+++ Selected excerpt +++

What are they really learning over there? The holes in our curriculum
“Looking at archival program reflections and conducting a series of interviews advanced our understanding of what our students learned during, and retained years removed, from their experience. The past students interviewed have all since graduated and had been involved in team-based, global service-learning experiences in Mexico, Kenya, South Africa, and Botswana.”
By Trisha Gott and Chance Lee
Understanding how a global service-learning experience moves learners through transformative processes can advance our work as educators and participants in service-learning abroad. Anecdotal evidence too-often fuels conversations about the learning, the growth, and the transformation, that we suspect might occur in any given international experience– but are the transformational experiences we suspect really happening? What learning actually takes place following a global service-learning experience and, more importantly, how does this new knowledge change behavior of participants? These questions led us to a review of the past seven years of program history using the reflections of alumni participants. We conducted document analysis of previous reflections, along with in-depth interviews with ten separate alumni.

+++ Data provided +++

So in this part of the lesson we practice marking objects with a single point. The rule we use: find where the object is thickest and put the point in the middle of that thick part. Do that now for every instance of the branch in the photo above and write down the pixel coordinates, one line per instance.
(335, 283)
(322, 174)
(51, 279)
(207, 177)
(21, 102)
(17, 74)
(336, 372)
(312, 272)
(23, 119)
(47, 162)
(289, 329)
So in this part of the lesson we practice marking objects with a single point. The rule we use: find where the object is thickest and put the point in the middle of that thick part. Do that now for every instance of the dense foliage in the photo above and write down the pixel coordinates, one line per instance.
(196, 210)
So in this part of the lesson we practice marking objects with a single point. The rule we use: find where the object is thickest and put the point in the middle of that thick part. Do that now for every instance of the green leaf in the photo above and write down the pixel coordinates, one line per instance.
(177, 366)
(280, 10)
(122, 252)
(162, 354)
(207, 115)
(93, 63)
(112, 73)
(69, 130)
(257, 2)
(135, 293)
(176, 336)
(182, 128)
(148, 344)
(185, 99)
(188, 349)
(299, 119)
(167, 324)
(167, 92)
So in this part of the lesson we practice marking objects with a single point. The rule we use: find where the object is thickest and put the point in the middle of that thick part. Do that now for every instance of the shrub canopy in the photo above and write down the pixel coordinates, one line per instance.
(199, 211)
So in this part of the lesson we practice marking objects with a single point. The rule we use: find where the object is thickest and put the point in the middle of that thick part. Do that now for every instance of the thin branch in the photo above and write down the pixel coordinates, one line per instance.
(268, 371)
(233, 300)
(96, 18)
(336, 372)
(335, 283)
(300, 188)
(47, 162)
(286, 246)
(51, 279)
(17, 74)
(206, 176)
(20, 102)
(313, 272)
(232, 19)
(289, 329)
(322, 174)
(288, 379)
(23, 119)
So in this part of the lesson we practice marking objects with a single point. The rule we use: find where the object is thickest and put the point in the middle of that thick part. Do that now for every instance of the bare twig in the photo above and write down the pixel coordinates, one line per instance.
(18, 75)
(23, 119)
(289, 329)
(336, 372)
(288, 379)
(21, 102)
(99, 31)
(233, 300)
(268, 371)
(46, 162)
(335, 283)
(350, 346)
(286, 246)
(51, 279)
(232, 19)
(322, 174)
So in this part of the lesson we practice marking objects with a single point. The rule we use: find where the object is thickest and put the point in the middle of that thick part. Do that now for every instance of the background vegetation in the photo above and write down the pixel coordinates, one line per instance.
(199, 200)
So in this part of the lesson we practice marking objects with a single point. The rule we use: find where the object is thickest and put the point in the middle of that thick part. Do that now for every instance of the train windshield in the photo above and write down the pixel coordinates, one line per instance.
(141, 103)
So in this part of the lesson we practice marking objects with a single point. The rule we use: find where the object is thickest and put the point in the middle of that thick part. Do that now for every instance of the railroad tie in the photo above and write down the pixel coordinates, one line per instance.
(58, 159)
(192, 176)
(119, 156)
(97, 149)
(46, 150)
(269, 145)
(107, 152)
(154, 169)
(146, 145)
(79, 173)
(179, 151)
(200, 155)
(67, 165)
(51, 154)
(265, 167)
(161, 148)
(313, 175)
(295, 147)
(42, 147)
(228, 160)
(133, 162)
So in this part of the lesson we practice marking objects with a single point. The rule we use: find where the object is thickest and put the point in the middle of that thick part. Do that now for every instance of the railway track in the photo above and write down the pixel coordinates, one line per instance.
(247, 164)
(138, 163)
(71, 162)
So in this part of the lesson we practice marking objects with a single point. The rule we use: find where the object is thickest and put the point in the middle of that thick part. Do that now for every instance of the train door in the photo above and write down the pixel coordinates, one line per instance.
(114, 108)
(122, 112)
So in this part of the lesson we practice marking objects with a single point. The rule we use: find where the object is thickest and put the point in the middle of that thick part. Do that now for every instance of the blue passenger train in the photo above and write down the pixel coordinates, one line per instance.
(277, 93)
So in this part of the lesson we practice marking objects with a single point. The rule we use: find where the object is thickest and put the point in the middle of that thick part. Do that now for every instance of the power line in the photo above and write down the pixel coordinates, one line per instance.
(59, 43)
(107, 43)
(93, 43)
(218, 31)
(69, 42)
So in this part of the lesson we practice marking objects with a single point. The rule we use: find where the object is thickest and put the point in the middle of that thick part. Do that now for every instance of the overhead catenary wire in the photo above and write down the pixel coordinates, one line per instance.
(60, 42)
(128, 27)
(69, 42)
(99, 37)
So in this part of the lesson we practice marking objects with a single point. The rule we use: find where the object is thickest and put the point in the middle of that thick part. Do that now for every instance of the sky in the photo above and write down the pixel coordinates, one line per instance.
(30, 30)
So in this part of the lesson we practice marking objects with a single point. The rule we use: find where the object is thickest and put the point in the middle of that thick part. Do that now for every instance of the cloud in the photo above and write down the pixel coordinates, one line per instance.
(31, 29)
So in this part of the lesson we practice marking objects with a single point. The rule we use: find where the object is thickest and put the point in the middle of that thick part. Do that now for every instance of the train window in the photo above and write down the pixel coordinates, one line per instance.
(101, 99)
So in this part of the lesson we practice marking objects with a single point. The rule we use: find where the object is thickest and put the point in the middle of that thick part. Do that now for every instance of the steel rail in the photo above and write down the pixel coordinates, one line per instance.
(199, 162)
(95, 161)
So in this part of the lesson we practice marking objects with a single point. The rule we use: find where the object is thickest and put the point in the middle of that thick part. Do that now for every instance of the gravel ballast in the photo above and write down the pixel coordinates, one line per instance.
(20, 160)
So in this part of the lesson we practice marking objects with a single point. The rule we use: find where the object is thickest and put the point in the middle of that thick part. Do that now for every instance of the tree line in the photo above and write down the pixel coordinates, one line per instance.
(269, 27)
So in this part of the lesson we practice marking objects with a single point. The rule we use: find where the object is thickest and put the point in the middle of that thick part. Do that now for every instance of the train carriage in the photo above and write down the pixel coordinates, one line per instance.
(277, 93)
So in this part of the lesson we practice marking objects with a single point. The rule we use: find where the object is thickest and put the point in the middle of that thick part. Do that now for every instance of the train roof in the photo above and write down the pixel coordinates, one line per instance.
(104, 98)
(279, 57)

+++

* Short exercise 1 *
From the article on global service-learning, transcribe the passage that begins at the words "By Trisha Gott" and stops after the words "ten separate alumni.".
* Short exercise 2 *
According to the article on global service-learning, how many years of program history did the authors review?
* Short exercise 3 *
List every country that the article on global service-learning names as a site of the past students' team-based, global service-learning experiences.

* Final result 1 *
By Trisha Gott and Chance Lee
Understanding how a global service-learning experience moves learners through transformative processes can advance our work as educators and participants in service-learning abroad. Anecdotal evidence too-often fuels conversations about the learning, the growth, and the transformation, that we suspect might occur in any given international experience– but are the transformational experiences we suspect really happening? What learning actually takes place following a global service-learning experience and, more importantly, how does this new knowledge change behavior of participants? These questions led us to a review of the past seven years of program history using the reflections of alumni participants. We conducted document analysis of previous reflections, along with in-depth interviews with ten separate alumni.

* Final result 2 *
Seven years

* Final result 3 *
Mexico, Kenya, South Africa, Botswana